This article was written for the ES-1. I have not used the newer ES-2, I have only looked at its user sheet online. Both the ES-1 and ES-2 are designed for a full frame camera, and extra extension as described below is needed for both of them if used on the 1.5x or 1.6x crop bodies (the same issue either way). The ES-2 also has 52 mm threads, and provides two 62 mm thread adapters which work on the full frame camera with both old and new Nikon 60 mm macro lens (the ES-1 does not provide the thread adapters). The Nikon 40 mm lens will fit the 52mm threads, but it is a DX lens, which we are unlikely to own for a full frame camera. The ES-2 user sheet says the 40 mm lens will "crop the edges" when used on a full frame body. My guess is this is significantly understated for a DX lens on a full frame body at 1:1 (but extra extension can always be added as a complete solution for the 40 mm or 60mm lenses on bodies with cropped sensors. Using a proper extension with this 40 mm DX lens on a full frame body to extend the holder further out would not crop, but then it will be a smaller image, about 2/3 size, just right for a cropped sensor, but which cannot then fill a full frame sensor. The ES-1 and 40 mm lens was just about right for a cropped sensor body. The extension needed for the ES-2 possibly might be a little different than the ES-1.
The ES-2 is said to be designed for the D850 camera, obviously because the D850 has a direct color negative inversion mode, explaining the reason for the provided film strip holder. But it does mean a full frame body (unless extra extension is used as described here). Any full frame body should do slides the same (or B&W negatives too, easily inverted in an editor). The ES-2 is about double price of the ES-1, handheld the ES-1 should easily do mounted 35 mm slides fully as well (but cropped sensor bodies will need to add additional extension with either copier).
The ES-1 is NOT a requirement to copy slides. It is for 35 mm slides, and is designed for a 55 mm 1:1 macro lens and a full frame body (crop factor 1). Most other film sizes or longer lenses will require other setups to fill the frame properly. An APS cropped sensor body (crop factor 1.5) can use the ES-1 with 40 to 60 mm macro lenses, but possibly needing a proper short extender tube (below). This extension length prohibits a longer lens with the ES-1. However, several other types of setups (without an ES-1) can easily work if you can make a way to hold the slide to aim any macro lens at it, with the slide evenly lighted from the rear. And there are other slide copy attachments, which include a 10x diopter single element magnifying lens, to work with regular zoom lenses, but a true macro lens will be optically superior.
Said again: The ES-1 is designed for a 55 mm macro lens at 1:1 on a full frame camera. The ES-1 will need about 20mm extra extension to work with a 1.5x crop model. The ES-1 will not be suitable for lenses very much longer, for example, not with 90 or 105 mm. That might still be conceivable if enough added extension (several inches) is possible, but that doesn't seem a common plan. Cheaper than buying a new lens though. However, other plans not using the ES-1 should work with any focal length at any distance.

## OBJECTIVE A
What does the article on slide copying state for each of these?
(i) What thread size does the ES-2 have?
(ii) Which camera is the ES-2 said to be designed for?
(iii) About how much extra extension does the ES-1 need to work with a 1.5x crop model?

[Saved data entries]
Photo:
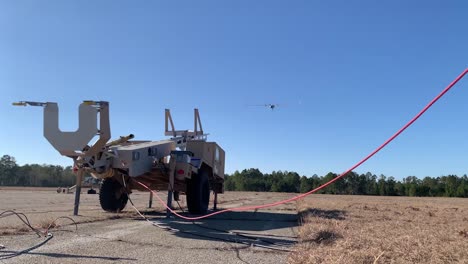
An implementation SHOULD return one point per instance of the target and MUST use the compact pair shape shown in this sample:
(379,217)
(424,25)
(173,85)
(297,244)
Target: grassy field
(331,229)
(368,229)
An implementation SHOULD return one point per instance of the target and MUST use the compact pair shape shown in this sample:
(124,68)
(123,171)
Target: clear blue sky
(346,76)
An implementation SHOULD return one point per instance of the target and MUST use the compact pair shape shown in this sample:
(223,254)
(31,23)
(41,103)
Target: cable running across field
(244,208)
(26,221)
(171,229)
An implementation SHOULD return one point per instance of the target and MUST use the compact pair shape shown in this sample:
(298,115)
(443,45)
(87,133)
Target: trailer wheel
(198,193)
(112,196)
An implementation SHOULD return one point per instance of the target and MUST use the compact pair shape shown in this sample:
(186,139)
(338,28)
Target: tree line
(12,174)
(352,183)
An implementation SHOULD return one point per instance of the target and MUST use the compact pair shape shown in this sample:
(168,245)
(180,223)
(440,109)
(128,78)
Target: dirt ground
(369,229)
(108,238)
(319,229)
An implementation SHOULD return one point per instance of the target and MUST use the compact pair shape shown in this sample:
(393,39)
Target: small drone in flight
(270,106)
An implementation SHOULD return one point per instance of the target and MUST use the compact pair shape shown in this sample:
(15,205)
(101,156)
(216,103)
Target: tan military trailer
(186,163)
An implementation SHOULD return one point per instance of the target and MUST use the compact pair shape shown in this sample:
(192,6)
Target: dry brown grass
(366,229)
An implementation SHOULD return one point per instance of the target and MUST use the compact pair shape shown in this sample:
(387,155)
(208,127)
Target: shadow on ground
(327,214)
(261,228)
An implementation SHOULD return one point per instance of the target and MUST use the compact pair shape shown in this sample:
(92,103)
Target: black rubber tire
(198,193)
(112,196)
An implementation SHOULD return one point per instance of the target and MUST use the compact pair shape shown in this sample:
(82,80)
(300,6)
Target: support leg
(79,179)
(215,203)
(150,202)
(169,203)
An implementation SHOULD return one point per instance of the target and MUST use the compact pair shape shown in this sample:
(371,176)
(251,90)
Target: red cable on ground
(254,207)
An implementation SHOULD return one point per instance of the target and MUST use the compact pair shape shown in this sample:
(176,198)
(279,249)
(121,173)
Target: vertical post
(150,203)
(79,179)
(169,203)
(215,203)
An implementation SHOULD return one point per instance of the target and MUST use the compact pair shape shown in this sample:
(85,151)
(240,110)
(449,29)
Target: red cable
(254,207)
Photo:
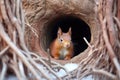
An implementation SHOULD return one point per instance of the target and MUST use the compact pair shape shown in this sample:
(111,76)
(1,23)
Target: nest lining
(79,30)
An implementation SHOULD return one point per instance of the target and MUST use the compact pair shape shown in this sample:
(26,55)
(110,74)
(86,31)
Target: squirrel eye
(61,40)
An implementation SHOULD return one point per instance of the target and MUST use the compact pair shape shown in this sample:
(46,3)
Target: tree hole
(79,28)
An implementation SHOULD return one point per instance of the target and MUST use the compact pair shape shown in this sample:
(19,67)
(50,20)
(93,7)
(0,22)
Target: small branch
(3,72)
(87,43)
(104,73)
(4,50)
(13,46)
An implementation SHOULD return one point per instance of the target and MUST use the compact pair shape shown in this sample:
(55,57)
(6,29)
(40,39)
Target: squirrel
(62,47)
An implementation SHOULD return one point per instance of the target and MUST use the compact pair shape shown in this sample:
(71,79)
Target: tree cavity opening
(79,28)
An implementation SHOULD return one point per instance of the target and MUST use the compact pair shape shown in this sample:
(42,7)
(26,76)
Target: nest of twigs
(19,56)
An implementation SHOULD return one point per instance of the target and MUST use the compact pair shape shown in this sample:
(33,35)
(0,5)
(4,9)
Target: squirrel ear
(70,31)
(59,32)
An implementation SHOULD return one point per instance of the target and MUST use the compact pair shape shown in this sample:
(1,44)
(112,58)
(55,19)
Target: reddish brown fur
(62,48)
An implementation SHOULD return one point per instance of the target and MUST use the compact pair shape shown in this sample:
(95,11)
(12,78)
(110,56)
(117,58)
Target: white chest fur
(63,52)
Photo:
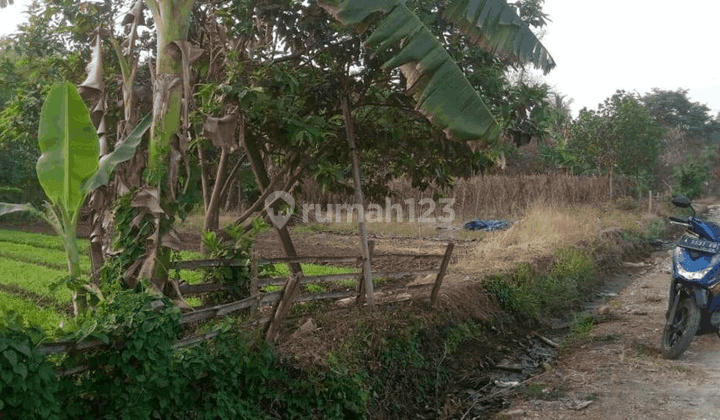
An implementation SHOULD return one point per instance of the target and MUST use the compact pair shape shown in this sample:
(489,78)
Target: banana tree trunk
(212,214)
(172,20)
(263,180)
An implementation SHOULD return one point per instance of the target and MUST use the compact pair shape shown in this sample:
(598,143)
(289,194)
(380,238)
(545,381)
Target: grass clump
(40,240)
(527,292)
(33,278)
(581,324)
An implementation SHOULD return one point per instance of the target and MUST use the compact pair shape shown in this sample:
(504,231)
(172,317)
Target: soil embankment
(617,371)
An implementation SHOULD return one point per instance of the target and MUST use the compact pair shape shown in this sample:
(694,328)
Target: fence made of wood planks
(284,301)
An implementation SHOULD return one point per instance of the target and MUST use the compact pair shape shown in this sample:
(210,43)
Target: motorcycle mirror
(683,202)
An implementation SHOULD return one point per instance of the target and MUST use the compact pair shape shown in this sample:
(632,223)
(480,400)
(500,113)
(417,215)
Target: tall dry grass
(544,228)
(490,196)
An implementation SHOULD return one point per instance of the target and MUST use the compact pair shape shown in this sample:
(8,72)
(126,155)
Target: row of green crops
(31,262)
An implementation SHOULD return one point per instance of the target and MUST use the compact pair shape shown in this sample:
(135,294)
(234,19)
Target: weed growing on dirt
(527,292)
(315,288)
(655,229)
(581,325)
(539,391)
(460,334)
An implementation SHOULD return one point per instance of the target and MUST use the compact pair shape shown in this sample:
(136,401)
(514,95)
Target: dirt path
(617,372)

## OBJECTIVE B
Which lines of the records contain the string "trailer"? Pick out and copy each of them.

## TASK RESPONSE A
(i) 52 mm
(ii) The D850
(iii) About 20mm

## TASK RESPONSE B
Target: trailer wheel
Target: tan military trailer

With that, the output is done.